Problem to work on: From the first line to the last, copy the material exactly.

BEGIN

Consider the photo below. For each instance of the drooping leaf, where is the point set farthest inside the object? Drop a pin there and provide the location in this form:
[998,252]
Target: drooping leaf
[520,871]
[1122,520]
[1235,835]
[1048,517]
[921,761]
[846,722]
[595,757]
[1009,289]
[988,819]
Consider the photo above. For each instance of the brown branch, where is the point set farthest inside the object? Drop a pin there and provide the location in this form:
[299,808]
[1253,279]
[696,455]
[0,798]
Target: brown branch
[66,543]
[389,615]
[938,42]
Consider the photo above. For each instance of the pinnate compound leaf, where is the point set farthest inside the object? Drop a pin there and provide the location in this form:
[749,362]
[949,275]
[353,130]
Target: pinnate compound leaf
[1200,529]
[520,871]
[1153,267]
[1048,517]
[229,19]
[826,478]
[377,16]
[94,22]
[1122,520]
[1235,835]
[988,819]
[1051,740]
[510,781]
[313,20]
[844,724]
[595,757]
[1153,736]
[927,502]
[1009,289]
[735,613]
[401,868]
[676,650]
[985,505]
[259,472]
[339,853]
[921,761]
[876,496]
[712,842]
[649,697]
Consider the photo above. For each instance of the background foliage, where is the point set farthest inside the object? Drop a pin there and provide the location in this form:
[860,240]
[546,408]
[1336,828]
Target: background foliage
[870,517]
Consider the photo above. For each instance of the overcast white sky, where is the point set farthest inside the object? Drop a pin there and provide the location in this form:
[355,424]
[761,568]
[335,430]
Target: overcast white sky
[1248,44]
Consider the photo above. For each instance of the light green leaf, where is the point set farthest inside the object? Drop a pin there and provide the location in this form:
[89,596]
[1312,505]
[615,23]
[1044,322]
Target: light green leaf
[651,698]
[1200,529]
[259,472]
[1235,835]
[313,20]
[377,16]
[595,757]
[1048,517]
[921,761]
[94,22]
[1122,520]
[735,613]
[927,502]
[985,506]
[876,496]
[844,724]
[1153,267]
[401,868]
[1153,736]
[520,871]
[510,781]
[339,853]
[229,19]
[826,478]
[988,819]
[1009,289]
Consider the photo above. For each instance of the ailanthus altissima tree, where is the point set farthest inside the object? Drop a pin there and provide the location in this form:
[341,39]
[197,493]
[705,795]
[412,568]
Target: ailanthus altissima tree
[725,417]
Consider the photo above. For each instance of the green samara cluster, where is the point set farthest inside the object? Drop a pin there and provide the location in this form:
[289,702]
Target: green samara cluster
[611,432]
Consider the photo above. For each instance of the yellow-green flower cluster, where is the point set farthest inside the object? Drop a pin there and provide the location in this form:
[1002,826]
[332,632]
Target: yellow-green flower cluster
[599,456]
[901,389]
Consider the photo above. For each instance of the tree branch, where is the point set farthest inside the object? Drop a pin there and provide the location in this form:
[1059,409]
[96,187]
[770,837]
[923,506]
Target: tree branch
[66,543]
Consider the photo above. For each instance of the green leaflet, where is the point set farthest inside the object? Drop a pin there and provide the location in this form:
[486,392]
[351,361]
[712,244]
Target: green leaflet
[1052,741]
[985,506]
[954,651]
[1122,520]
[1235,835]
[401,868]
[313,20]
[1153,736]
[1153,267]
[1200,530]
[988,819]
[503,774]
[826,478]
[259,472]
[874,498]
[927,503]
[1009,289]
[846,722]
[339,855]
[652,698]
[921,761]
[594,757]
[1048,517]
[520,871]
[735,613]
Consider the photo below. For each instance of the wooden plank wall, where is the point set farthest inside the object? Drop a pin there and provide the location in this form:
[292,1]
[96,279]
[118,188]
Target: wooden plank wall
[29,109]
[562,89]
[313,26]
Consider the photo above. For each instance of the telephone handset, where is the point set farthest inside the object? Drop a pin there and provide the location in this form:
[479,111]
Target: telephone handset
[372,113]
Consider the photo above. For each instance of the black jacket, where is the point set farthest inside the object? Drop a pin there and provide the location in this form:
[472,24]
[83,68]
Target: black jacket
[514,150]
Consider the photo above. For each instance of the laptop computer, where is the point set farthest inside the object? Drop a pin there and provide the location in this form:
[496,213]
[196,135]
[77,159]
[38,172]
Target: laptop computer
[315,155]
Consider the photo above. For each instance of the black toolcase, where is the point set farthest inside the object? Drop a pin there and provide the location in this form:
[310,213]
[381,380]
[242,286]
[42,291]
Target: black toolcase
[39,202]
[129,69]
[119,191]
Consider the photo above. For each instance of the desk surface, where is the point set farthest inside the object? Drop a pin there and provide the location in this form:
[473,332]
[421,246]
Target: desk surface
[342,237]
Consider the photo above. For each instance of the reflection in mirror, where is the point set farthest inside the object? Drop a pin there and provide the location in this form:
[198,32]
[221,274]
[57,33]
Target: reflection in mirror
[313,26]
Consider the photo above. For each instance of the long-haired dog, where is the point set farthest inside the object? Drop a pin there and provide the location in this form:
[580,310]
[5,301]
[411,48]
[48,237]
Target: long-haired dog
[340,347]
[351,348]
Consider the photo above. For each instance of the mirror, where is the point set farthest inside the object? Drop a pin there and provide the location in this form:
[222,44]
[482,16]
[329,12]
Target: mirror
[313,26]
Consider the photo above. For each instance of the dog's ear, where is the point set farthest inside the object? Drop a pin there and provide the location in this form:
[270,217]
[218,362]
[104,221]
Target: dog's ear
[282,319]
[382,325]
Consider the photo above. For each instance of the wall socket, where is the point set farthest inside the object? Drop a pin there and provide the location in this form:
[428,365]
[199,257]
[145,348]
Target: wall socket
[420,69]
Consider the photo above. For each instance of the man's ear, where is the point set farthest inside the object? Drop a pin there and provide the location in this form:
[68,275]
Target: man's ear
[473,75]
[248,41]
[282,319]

END

Exercise result:
Consider the photo below. For each instance of the drooping leaf, where is the point set farthest inside the object? Drop a pin there and provide the location in this form:
[998,252]
Target: drooping leaf
[520,871]
[1122,520]
[1235,835]
[1048,517]
[921,761]
[846,722]
[595,757]
[1009,289]
[988,819]
Consider the photo above. For each instance of the brown branch, where is the point set farthest inside the object? Drop a pin there and provide the location in this form:
[299,808]
[1253,279]
[696,455]
[0,798]
Target: brown branch
[66,543]
[389,615]
[938,42]
Consider the photo above. For each instance of the pinnate compound leaf, where is the point set farthest inside the object? Drop a pin there and provide the location in this form:
[749,362]
[949,275]
[353,130]
Target: pinnate compound leaf
[1200,529]
[520,871]
[1153,267]
[1048,517]
[229,19]
[826,478]
[377,16]
[94,22]
[1122,520]
[1235,835]
[988,819]
[1051,740]
[510,781]
[313,20]
[844,724]
[595,757]
[1153,736]
[927,502]
[1009,289]
[735,613]
[401,868]
[676,650]
[985,505]
[259,472]
[339,853]
[921,761]
[876,496]
[712,842]
[649,697]
Consider the photo above. For each instance of the background foliage, where is the point set farthest inside the object? Drop a pin there and provide the location in this form:
[860,240]
[546,408]
[1336,828]
Target: background foliage
[870,517]
Consider the photo above. For each instance of the overcast white sky, where is the point set farthest inside the object? Drop a pin there and provide the location in this form:
[355,424]
[761,568]
[335,430]
Target: overcast white sky
[1248,44]
Consider the photo above. For each instance of the light green leaf, where is the point set farthest inside the object? Drop a pin there and provide the location in this form:
[89,596]
[1312,505]
[615,23]
[1044,322]
Target: light green leaf
[651,698]
[1200,529]
[259,472]
[1235,835]
[313,20]
[377,16]
[595,757]
[1048,517]
[921,761]
[94,22]
[1122,520]
[735,613]
[927,502]
[985,506]
[876,496]
[844,724]
[1153,267]
[401,868]
[1153,736]
[520,871]
[510,781]
[339,853]
[229,19]
[826,478]
[988,819]
[1009,289]
Consider the photo above. For each instance of the ailanthus altissima tree, where is the point set farthest inside the object? Drop a pin there and provide the location in this form:
[341,39]
[197,493]
[705,795]
[412,568]
Target: ailanthus altissima tree
[725,417]
Consider the photo above. For each instance of the green samara cluster, where is the point set farthest inside the object? Drop a pin there and provide the location in this form:
[289,702]
Target: green samara cluster
[611,432]
Consider the photo above. For each instance of the yellow-green flower cluster, where is the point set farthest inside the object? Drop a pin there and provide the location in this form:
[1002,826]
[332,632]
Target: yellow-green flower cluster
[599,456]
[901,389]
Consider the photo above. For each instance of the tree branch, where is the point set farthest inside the object? Drop a pin there and provide the location in this form:
[1059,409]
[96,187]
[770,837]
[923,506]
Target: tree branch
[66,543]
Consider the photo above. For each instance of the green leaflet, where is the point set farthest inside the object? Drop a pin there and provide the location in this form:
[486,392]
[351,361]
[712,244]
Target: green leaflet
[1052,741]
[985,506]
[954,651]
[1122,520]
[1235,835]
[401,868]
[313,20]
[1153,736]
[1153,267]
[1200,530]
[988,819]
[503,774]
[826,478]
[259,472]
[874,498]
[927,503]
[1009,289]
[846,722]
[339,855]
[652,698]
[921,761]
[594,757]
[1048,517]
[520,871]
[735,613]
Consider the photo below. For each instance of the wooden plank wall, where is the point set farthest inside the object? Drop a pin there and provide the location in this form:
[292,1]
[96,279]
[118,188]
Target: wooden plank wall
[29,109]
[562,89]
[313,26]
Consider the photo above. For each instance of the telephone handset, where is the point set farthest inside the object? Drop a pin there and provide the location in this form:
[479,111]
Target: telephone handset
[372,113]
Consider the photo above. For each instance of the black jacket, where is the point set farthest inside the object? Drop a pin there and provide the location in this form:
[472,24]
[83,68]
Target: black jacket
[514,150]
Consider the photo above. For each instance of the laptop computer, where is the point set farthest inside the object? Drop a pin there and provide the location in this form:
[496,213]
[196,135]
[77,159]
[38,172]
Target: laptop computer
[315,155]
Consider the photo above. For each instance of the black toolcase, where is the point set farthest inside the object? Drop a pin there and provide the location in this form:
[310,213]
[381,380]
[242,286]
[42,291]
Target: black toolcase
[39,202]
[129,69]
[119,191]
Consider the photo above. For each instance of the desk surface, where is the point set farthest inside the object? Drop a pin there and provide the location in this form:
[473,332]
[421,246]
Target: desk surface
[342,237]
Consider the photo above. For each instance of the reflection in mirror, where is the point set farthest inside the object? Drop a pin there and provide the location in this form:
[198,32]
[221,274]
[57,33]
Target: reflection in mirror
[313,26]
Consider the photo above. For each instance of the long-haired dog, where is the point set farthest inside the object? Drop a pin there and provide the location in this form:
[580,310]
[5,301]
[411,48]
[48,237]
Target: long-haired dog
[340,347]
[351,348]
Consider the photo above. For each instance of the mirror, where is the point set farthest inside the object? Drop a pin there and provide the location in this form:
[222,44]
[482,16]
[329,12]
Target: mirror
[313,26]
Consider the photo above. For each instance of the dog's ear, where is the point set farthest inside the object? Drop a pin there and provide the location in this form:
[270,217]
[218,362]
[104,221]
Target: dog's ear
[282,319]
[382,325]
Consider the photo above. For each instance of the wall socket, where is the point set farthest inside the object? Drop a pin there and provide the location in this form:
[428,365]
[199,257]
[145,348]
Target: wall socket
[420,69]
Consider the photo above. For each instance of the man's ear, where is the point set farthest inside the object? Drop a pin there and provide the location in this form:
[68,275]
Target: man's ear
[473,75]
[248,41]
[282,319]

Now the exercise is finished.